Photo labels with bounding boxes
%%
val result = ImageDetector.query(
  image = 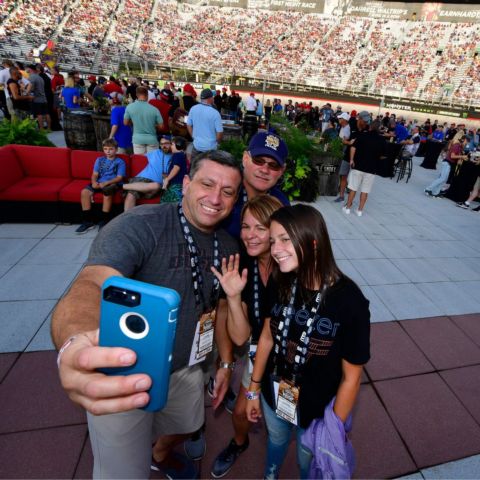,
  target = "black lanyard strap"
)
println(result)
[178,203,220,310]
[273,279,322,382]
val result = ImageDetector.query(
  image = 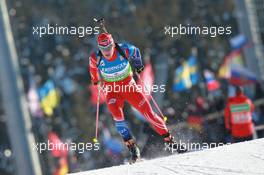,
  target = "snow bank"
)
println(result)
%%
%%
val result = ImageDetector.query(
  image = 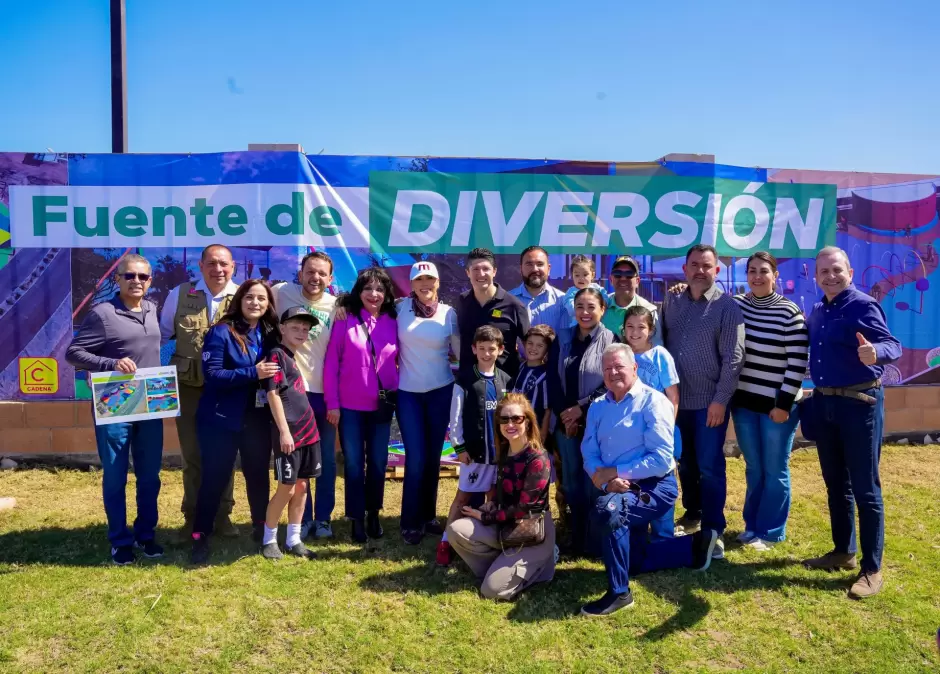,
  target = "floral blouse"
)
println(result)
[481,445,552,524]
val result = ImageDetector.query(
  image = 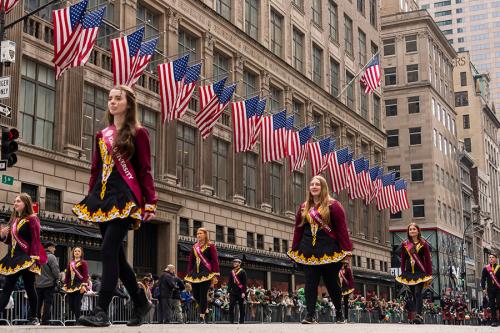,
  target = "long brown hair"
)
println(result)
%%
Please count how many lines in the rows above contain the string "target". Reply with only that number.

Response to this task
4